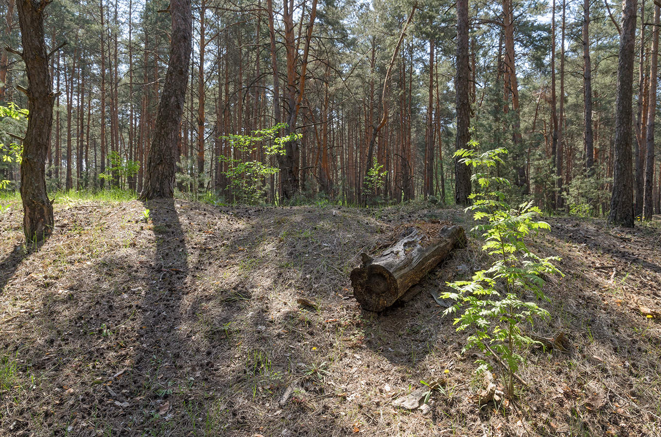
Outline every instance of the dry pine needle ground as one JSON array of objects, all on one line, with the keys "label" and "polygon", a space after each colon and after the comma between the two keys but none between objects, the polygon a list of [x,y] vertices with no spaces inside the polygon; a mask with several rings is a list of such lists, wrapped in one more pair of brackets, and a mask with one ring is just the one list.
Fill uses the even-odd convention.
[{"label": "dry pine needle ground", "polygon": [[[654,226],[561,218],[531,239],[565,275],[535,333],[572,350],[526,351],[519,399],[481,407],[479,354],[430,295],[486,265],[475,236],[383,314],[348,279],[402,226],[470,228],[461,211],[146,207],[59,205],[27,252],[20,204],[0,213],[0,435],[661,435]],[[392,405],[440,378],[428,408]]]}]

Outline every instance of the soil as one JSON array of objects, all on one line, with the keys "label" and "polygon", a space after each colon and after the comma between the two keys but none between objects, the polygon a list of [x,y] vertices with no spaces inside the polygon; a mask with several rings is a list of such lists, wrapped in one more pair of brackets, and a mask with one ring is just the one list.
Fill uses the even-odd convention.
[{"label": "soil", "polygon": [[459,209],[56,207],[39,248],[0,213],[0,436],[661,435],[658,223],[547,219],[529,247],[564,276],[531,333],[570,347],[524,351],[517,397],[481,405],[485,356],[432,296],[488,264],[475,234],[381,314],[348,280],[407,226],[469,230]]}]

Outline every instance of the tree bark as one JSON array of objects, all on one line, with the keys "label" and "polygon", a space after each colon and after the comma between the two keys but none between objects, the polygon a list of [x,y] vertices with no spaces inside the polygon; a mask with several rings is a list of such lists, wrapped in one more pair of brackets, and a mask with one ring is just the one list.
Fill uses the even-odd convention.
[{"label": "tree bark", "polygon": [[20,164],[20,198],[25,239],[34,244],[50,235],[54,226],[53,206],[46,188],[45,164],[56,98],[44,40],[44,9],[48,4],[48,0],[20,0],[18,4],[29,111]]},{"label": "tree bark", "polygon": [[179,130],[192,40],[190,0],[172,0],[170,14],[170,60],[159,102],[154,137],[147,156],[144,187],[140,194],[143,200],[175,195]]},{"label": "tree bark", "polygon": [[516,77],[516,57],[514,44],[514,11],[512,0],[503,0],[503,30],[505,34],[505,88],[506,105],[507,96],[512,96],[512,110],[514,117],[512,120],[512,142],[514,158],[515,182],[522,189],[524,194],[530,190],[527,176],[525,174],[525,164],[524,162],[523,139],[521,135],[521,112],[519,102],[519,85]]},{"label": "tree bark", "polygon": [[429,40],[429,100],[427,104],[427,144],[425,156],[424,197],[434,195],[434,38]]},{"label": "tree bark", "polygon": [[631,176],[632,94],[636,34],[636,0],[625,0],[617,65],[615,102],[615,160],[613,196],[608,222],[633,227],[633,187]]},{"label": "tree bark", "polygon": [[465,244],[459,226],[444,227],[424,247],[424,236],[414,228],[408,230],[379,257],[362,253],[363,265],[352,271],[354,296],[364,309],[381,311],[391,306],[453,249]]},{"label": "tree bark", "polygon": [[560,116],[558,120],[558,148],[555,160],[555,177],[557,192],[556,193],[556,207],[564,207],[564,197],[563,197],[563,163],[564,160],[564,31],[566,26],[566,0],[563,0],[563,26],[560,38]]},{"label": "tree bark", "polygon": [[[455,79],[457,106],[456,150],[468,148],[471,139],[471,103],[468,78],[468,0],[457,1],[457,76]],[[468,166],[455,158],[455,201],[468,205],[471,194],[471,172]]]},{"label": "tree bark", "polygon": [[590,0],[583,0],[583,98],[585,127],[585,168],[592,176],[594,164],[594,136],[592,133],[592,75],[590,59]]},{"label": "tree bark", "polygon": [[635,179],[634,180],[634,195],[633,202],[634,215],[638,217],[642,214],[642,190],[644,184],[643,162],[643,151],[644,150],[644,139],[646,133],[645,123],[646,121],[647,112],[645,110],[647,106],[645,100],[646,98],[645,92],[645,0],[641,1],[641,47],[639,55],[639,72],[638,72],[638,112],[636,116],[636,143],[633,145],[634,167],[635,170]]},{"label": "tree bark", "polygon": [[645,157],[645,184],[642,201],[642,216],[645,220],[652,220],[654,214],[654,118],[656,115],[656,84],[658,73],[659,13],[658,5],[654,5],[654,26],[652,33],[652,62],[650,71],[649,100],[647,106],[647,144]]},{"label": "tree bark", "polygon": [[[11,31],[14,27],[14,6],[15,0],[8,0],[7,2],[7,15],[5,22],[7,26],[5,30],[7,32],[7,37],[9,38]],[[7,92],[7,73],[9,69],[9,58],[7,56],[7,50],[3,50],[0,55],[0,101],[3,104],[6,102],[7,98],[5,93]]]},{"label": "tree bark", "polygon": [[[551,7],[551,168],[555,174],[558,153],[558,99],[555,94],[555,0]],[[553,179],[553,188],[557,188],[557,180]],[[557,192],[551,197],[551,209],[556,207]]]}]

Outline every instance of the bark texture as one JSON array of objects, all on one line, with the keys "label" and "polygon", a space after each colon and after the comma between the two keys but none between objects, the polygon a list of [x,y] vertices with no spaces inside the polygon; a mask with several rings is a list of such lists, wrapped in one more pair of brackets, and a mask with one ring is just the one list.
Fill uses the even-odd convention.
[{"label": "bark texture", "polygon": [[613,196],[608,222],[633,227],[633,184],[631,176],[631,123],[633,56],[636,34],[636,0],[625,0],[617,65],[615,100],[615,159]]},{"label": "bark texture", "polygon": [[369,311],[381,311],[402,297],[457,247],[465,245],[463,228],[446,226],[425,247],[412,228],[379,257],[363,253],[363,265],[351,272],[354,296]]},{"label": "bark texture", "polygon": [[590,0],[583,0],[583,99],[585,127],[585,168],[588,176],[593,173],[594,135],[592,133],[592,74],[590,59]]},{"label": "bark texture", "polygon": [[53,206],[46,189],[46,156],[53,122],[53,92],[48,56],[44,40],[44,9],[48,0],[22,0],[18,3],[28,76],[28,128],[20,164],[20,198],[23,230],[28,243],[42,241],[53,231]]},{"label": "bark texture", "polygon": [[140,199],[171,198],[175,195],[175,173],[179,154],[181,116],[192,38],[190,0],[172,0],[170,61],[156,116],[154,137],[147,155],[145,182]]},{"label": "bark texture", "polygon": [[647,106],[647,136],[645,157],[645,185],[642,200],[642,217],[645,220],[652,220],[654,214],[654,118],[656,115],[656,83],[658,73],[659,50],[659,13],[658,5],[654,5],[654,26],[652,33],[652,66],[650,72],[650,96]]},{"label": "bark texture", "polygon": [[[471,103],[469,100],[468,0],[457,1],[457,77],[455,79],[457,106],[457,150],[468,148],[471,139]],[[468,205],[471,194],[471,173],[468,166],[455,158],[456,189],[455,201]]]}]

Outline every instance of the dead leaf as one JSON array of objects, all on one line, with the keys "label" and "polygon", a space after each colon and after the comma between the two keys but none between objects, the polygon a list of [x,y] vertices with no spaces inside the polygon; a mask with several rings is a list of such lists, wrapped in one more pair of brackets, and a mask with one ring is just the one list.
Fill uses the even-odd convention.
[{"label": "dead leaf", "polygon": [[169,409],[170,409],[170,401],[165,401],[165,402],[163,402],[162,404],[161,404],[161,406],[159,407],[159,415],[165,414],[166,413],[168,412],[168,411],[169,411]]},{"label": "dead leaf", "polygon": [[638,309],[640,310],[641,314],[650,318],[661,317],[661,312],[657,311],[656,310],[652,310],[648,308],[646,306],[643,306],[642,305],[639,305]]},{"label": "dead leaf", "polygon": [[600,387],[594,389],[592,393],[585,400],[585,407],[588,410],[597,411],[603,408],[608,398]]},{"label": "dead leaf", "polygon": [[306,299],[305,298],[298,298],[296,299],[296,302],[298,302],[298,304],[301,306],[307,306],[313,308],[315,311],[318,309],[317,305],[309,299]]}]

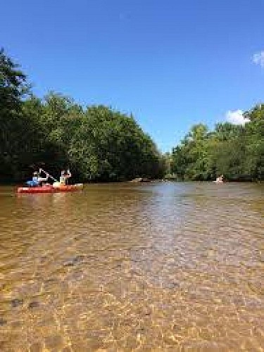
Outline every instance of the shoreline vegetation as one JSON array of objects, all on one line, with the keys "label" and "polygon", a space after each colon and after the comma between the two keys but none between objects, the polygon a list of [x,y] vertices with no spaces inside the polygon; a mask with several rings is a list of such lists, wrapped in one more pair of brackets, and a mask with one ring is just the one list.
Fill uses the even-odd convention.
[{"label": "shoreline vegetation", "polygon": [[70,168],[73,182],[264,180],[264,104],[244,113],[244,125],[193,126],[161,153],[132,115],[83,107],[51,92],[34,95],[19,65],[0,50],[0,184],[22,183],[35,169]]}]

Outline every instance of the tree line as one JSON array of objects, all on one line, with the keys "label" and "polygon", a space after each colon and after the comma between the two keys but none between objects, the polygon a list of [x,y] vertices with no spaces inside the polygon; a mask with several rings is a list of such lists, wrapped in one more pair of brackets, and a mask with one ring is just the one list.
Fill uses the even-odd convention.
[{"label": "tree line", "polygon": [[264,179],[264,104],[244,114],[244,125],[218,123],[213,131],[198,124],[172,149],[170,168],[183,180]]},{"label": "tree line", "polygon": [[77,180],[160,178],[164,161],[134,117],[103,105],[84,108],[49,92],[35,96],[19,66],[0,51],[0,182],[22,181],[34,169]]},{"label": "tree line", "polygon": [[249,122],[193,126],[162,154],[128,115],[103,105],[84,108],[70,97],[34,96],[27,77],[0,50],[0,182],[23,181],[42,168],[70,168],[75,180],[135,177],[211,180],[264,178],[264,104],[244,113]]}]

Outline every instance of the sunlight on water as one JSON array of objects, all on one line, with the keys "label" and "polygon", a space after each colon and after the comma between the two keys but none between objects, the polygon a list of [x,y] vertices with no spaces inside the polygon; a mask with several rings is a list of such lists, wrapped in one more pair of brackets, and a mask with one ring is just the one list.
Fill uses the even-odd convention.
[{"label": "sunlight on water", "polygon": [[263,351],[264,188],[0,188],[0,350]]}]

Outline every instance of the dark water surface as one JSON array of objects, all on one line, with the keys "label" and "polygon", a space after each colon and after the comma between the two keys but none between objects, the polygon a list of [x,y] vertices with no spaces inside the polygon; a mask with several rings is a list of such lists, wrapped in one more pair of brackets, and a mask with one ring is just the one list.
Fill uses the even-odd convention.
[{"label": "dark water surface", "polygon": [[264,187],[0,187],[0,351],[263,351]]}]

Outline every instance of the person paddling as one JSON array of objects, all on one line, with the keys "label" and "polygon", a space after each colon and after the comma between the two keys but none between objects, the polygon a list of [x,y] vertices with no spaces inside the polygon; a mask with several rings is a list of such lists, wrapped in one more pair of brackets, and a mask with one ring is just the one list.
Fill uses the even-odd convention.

**YOUR GOAL:**
Locate the line that contains "Outline every instance of the person", then please quote it and every line after it to the end of the entries above, exactly and with nothing else.

**COMPLETE OUTPUT:**
Outline every instance of the person paddling as one JSON array of objects, all on one line, with the keys "label" and "polygon", a space after each colon and after the comma between the two keys but none between objects, the polygon a list of [x,y] vertices with no spaces inside the polygon; a mask with several rings is a list of such lists, wrapped in one more pair of brackets, and a mask with one ring is just the one list.
Fill uses the even-odd convention.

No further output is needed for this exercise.